> INPUT MATERIAL

Start

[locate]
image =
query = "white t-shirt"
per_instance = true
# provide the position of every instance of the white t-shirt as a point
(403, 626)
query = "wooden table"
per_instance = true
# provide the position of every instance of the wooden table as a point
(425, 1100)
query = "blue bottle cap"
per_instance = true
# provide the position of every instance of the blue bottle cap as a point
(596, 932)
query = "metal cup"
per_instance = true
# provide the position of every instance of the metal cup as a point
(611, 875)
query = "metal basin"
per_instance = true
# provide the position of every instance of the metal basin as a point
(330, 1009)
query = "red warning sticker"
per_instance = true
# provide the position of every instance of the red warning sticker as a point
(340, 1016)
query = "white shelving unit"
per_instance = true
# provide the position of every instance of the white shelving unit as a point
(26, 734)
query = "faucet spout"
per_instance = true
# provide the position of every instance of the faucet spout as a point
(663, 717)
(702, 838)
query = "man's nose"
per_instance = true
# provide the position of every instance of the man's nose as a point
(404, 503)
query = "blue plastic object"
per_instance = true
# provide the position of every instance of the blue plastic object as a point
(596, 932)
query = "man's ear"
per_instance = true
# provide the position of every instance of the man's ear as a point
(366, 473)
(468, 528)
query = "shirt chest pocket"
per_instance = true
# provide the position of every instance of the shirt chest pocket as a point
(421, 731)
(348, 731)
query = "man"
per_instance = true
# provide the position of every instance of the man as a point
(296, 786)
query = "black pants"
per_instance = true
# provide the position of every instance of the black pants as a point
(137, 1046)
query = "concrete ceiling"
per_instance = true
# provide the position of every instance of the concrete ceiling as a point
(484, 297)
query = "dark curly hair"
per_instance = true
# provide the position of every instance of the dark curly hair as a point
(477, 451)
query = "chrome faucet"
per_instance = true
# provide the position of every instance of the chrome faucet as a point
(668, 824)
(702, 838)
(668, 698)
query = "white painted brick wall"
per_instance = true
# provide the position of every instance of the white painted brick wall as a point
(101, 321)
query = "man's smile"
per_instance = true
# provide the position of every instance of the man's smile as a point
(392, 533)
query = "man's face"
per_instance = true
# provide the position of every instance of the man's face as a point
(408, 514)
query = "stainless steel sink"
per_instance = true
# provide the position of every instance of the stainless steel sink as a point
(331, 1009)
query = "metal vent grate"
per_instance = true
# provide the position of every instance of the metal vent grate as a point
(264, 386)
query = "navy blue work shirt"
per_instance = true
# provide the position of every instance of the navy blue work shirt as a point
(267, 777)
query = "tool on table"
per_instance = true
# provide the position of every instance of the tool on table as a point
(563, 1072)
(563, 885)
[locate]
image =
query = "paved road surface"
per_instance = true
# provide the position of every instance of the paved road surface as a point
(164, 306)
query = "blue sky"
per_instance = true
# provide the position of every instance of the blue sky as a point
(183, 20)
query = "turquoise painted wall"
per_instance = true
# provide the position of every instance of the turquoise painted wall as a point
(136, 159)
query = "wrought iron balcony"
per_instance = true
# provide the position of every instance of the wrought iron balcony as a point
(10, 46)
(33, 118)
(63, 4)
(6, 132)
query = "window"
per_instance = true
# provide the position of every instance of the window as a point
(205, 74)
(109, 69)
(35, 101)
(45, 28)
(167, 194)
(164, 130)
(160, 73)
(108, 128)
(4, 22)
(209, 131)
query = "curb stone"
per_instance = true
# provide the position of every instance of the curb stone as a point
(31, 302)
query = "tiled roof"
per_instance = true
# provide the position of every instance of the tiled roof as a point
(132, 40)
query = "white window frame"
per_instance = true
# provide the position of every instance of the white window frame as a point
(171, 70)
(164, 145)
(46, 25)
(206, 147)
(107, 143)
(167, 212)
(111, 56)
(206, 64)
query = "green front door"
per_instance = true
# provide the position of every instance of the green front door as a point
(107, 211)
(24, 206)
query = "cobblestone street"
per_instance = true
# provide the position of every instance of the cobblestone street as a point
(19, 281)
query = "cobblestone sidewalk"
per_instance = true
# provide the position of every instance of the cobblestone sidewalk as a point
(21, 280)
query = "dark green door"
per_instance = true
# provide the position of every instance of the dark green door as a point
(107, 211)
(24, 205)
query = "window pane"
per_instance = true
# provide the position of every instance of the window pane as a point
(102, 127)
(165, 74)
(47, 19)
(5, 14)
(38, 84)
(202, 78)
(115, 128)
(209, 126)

End

> WORK TO COMPLETE
Repeat every line of the data, exactly and in full.

> TASK RESPONSE
[locate]
image =
query = "white t-shirt"
per_instance = true
# provide the position of every instance of the white t-shirt as a point
(403, 626)
query = "wooden table"
per_instance = true
# provide the position of every instance of the wooden table as a point
(425, 1100)
query = "blue bottle cap"
per_instance = true
# provide the position of every instance of the blue bottle cap as a point
(596, 932)
query = "metal cup"
per_instance = true
# provide the position of every instance of the metal cup as a point
(611, 875)
query = "metal basin"
per_instance = true
# provide the position of every instance of the metal basin as a point
(330, 1009)
query = "red warning sticker"
per_instance = true
# provide the position of every instance of the red warning sticker as a point
(340, 1016)
query = "white shelving unit"
per_instance = true
# provide the position of every instance of the white shelving unit as a point
(26, 734)
query = "faucet spout"
per_instance = true
# provide the position of every instance of the faucet spout as a point
(663, 717)
(702, 838)
query = "man's nose"
per_instance = true
# provide the position of every instance of the man's nose as a point
(404, 503)
query = "blue plastic object"
per_instance = true
# provide the position of every instance of the blue plastic object as a point
(596, 932)
query = "man's ear"
per_instance = true
# provide the position of every instance of the man's ear as a point
(366, 473)
(468, 528)
query = "shirt chest pocket"
per_instance = true
# provide the position of every instance of the shirt chest pocket as a point
(421, 731)
(348, 731)
query = "man"
per_instance = true
# provide the position of every instance of the man as a point
(296, 786)
query = "black pants"
per_instance = true
# provide the position of every instance of the black pants as a point
(137, 1046)
query = "concrete ceiling"
per_instance = true
# provide the position of every instance of the concrete ceiling as a point
(484, 297)
query = "dark curly hair"
per_instance = true
# provide the position of every instance of the dark curly hair as a point
(477, 451)
query = "chrome faucet"
per_instance = true
# provide the position of every instance of the chrome faucet as a point
(668, 824)
(702, 838)
(668, 698)
query = "white painted brick wall"
per_instance = true
# provide the position of every instance of the white painted brick wall as a point
(101, 321)
query = "man's smile"
per_instance = true
# provide the position of every instance of the man's smile as a point
(392, 533)
query = "man's face"
per_instance = true
# provide the position of every instance of the man's face as a point
(408, 514)
query = "stainless steel sink"
per_instance = true
# provide the position of every instance of the stainless steel sink as a point
(331, 1009)
query = "metal vent grate"
per_instance = true
# provide the position of every instance of the metal vent grate as a point
(264, 386)
query = "navy blue work shirt"
per_instance = true
# provide the position of every instance of the navy blue work shirt as a point
(267, 777)
query = "tool on table"
per_instance = true
# provide the position of every instance of the tool on table as a point
(563, 1072)
(563, 885)
[locate]
image =
query = "paved road surface"
per_instance = true
# provide the position of every instance of the paved road surface as a point
(164, 306)
query = "blue sky"
per_instance = true
# provide the position of every instance of the blue sky as a point
(183, 20)
query = "turquoise painted wall"
per_instance = true
# provide the position of every instance of the turquoise painted wall as a point
(136, 159)
query = "wrought iron balcony"
per_instance = true
# provide the position of every instance of the wrought iron balcony as a point
(10, 46)
(33, 118)
(63, 4)
(6, 132)
query = "window"
per_instance = true
# provide the position of every instance of the window as a point
(205, 74)
(109, 69)
(35, 101)
(45, 28)
(167, 194)
(164, 130)
(160, 73)
(108, 128)
(4, 22)
(209, 131)
query = "curb stone"
per_instance = true
# provide the position of every instance of the curb stone as a point
(31, 302)
query = "tiled roof"
per_instance = true
# provide the position of every instance of the tiled roof as a point
(132, 40)
query = "white window frame"
per_instance = true
# provide the position of every instance of the white window frame as a point
(171, 70)
(164, 145)
(46, 25)
(206, 147)
(107, 143)
(167, 212)
(111, 56)
(206, 64)
query = "green front door"
per_instance = true
# provide the position of every instance of the green front door as a point
(107, 211)
(24, 206)
query = "cobblestone street"
per_instance = true
# provide the position of every instance of the cobblestone street as a point
(19, 281)
query = "cobblestone sidewalk"
per_instance = true
# provide the position of every instance of the cobblestone sidewalk as a point
(21, 280)
query = "dark green door"
per_instance = true
# provide the position of every instance of the dark green door as a point
(107, 211)
(24, 205)
query = "window pane"
per_instance = true
# provide the position of every instance of the window pane as a point
(102, 127)
(165, 74)
(47, 19)
(5, 14)
(38, 84)
(202, 78)
(115, 128)
(209, 126)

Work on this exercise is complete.